## Exercise prompt
Once you reach the line that holds "Target: dark-haired woman" in the listing below, output it and every line after it through the line that holds "Target: black top", word for word.
────────────────────
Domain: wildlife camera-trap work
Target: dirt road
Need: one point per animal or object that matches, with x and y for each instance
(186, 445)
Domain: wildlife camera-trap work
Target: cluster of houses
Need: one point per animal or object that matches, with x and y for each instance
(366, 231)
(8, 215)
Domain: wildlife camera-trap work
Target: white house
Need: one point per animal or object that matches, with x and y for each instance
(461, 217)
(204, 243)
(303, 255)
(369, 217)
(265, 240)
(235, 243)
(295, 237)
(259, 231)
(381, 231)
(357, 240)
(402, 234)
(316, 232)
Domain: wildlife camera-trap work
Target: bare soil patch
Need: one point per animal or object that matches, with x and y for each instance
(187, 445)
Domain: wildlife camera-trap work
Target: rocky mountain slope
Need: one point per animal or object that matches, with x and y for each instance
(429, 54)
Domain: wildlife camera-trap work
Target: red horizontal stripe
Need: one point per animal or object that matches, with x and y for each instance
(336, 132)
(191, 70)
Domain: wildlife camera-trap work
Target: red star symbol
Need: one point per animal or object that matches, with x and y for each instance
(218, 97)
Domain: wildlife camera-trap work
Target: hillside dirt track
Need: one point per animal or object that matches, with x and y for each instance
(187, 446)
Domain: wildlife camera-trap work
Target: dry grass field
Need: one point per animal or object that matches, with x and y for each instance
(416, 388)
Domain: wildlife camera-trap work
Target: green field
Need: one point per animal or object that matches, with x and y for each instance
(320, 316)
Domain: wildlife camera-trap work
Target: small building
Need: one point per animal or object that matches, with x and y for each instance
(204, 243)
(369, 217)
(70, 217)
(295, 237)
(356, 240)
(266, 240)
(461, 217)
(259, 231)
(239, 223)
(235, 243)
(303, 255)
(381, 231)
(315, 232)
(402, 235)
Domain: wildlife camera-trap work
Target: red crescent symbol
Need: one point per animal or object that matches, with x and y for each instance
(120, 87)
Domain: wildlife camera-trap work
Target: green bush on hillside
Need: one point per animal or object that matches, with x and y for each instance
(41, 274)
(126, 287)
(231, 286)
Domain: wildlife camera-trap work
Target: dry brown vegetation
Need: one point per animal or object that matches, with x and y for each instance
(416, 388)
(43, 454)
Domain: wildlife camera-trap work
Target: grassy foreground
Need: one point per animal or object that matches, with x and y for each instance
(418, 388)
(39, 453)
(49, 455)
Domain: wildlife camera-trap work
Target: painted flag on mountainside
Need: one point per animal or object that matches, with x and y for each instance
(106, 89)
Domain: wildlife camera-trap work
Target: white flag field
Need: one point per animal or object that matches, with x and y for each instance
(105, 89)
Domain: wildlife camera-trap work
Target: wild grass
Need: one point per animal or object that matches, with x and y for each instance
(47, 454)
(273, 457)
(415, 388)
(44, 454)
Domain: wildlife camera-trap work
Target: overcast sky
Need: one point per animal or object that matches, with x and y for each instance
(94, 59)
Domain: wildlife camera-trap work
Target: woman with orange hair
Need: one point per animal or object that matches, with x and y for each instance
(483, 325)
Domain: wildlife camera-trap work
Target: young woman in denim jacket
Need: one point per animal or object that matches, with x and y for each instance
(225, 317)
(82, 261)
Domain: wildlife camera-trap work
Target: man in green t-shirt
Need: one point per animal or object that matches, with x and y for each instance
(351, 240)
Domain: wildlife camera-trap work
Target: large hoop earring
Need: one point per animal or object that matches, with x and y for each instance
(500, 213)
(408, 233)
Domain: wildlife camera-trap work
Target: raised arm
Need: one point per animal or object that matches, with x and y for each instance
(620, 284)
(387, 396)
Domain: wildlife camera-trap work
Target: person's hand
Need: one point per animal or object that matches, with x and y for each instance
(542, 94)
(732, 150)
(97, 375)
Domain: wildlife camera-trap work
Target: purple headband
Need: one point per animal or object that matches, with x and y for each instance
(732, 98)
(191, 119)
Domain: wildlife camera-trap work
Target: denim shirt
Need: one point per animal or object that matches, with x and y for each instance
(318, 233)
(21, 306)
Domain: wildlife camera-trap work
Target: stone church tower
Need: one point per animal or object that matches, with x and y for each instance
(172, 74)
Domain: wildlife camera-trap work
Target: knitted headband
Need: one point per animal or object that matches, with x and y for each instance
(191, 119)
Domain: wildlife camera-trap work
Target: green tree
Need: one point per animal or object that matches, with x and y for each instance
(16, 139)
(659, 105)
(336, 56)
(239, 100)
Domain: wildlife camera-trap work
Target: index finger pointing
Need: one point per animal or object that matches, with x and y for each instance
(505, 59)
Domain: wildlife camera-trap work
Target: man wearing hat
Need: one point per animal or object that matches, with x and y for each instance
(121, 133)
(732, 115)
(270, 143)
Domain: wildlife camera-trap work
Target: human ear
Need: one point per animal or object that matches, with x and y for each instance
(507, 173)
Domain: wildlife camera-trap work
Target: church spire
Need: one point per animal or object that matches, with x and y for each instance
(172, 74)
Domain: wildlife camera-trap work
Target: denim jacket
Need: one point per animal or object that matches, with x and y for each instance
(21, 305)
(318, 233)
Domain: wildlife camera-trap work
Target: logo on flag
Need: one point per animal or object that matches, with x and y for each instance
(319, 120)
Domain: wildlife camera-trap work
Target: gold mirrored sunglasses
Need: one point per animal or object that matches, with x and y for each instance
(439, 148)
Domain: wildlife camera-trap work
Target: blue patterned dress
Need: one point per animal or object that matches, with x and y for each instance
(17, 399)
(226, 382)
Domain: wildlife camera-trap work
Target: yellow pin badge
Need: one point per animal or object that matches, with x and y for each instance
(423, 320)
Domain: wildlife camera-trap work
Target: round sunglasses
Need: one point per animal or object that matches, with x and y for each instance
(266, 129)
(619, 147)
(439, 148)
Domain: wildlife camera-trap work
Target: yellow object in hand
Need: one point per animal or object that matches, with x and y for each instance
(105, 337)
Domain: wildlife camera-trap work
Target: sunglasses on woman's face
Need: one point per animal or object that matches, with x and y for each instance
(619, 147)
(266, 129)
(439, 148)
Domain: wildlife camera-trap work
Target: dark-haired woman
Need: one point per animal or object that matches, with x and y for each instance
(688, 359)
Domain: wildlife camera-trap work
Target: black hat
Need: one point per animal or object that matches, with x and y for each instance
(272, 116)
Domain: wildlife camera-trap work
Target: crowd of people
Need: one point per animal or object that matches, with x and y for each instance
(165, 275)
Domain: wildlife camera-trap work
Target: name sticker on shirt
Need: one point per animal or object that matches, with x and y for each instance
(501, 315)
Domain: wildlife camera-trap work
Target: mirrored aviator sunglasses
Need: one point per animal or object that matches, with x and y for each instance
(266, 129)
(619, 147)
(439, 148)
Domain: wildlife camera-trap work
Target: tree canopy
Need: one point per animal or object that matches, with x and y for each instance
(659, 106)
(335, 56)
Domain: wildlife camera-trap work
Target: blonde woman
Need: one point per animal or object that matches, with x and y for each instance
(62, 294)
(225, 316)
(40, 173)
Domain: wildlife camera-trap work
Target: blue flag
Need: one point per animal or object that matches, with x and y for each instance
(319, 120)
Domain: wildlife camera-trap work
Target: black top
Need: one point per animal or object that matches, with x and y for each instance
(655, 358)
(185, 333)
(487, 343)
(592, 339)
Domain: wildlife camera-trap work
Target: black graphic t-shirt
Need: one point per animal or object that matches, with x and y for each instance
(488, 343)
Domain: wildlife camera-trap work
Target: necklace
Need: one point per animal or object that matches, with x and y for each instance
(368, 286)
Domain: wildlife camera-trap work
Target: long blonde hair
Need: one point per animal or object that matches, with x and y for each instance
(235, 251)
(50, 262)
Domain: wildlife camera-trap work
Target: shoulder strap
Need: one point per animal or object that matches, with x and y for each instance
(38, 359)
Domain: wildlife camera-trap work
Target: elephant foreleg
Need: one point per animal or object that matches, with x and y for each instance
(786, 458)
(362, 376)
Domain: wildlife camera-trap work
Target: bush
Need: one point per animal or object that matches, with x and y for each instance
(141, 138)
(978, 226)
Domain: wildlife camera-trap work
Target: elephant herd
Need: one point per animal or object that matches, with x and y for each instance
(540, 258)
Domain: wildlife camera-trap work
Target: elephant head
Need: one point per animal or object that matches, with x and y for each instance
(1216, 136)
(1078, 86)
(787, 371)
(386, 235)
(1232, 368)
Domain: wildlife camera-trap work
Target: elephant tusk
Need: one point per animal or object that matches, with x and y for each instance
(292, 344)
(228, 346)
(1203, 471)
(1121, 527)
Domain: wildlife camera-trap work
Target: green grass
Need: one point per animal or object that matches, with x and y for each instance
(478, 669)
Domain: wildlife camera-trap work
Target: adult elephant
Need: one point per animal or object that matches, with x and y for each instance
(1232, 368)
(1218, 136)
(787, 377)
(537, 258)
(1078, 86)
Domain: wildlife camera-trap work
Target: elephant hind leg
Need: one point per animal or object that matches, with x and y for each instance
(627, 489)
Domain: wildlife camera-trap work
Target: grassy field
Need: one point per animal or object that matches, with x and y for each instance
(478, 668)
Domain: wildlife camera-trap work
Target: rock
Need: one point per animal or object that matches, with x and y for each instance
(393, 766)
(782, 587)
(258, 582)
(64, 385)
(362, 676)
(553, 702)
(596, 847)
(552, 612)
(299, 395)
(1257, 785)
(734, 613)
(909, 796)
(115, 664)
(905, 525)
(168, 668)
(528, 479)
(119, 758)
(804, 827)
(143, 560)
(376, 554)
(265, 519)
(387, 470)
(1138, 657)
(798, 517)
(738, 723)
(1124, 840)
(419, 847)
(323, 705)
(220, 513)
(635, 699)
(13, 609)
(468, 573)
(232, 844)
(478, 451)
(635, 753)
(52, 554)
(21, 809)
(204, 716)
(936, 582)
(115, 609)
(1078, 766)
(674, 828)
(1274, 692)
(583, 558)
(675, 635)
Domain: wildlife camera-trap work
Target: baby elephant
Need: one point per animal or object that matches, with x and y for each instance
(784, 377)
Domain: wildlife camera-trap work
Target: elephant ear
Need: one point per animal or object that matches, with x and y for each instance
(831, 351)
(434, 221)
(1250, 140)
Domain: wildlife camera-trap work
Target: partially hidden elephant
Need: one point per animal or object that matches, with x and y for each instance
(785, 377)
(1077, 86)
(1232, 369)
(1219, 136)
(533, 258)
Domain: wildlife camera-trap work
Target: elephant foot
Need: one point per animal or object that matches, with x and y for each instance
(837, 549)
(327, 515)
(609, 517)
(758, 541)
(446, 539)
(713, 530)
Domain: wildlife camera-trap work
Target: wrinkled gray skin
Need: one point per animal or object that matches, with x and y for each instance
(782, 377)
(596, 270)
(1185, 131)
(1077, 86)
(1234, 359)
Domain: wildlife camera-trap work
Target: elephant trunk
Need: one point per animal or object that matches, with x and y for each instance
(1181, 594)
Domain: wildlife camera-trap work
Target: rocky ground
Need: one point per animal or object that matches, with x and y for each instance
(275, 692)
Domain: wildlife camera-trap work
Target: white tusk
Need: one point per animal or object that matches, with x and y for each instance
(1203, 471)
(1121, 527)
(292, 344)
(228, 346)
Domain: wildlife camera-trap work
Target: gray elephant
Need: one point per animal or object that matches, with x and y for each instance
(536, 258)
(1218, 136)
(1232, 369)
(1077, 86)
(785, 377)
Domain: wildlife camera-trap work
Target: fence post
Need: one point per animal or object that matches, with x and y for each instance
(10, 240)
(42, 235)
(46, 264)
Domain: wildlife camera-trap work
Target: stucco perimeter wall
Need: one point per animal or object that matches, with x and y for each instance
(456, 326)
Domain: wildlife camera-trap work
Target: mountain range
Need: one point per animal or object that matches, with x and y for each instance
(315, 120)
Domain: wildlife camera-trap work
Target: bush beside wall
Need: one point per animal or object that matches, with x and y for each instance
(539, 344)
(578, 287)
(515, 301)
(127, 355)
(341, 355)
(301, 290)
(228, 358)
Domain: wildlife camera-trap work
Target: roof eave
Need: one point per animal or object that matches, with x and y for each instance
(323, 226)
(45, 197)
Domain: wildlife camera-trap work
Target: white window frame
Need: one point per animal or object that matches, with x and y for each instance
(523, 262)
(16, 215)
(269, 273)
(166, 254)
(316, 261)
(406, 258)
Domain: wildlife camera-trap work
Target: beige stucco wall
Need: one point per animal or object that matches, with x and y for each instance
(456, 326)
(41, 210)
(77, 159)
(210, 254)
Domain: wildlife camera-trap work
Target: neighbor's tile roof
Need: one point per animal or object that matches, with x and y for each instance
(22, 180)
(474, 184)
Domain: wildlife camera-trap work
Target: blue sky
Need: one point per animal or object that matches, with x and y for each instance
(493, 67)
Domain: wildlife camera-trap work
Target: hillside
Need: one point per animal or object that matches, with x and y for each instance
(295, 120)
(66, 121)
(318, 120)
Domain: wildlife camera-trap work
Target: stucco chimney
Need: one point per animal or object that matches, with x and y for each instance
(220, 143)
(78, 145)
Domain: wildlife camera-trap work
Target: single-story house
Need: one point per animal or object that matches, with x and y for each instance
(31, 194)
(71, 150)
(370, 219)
────────────────────
## Output of the exercise
Target: dark-haired woman
Need: one point per animal or object that matches, with x and y for each instance
(688, 359)
Domain: wildlife camera-trap work
Target: black hat
Need: one point per animal or object that matches, with x and y for each instance
(272, 116)
Domain: wildlife camera-trap work
Target: crowd of people
Need: one point per animal or object that matches, with x and y for each instance
(165, 275)
Domain: wildlife camera-trap work
Target: name sticker on shirt
Need: one point per animal or object that matches, with x and y for each instance
(501, 315)
Domain: wildlife camera-trap work
Target: mirrored aviator sunglasses
Need: one point per animal or object that matches, with x and y for each instance
(266, 129)
(619, 147)
(439, 148)
Domain: wildlife camera-trap work
Target: tree canopy
Need: one point per animal or object that matches, with x and y for each instance
(659, 106)
(335, 56)
Domain: wildlife camera-trap work
Target: blonde woman
Need: one point per animal or object that matches, with x and y for each instance
(62, 294)
(225, 316)
(40, 173)
Domain: wildlife camera-trap work
Target: blue flag
Need: one point per animal or object that matches, with x and y for each instance
(319, 120)
Domain: wildlife camera-trap work
Target: black top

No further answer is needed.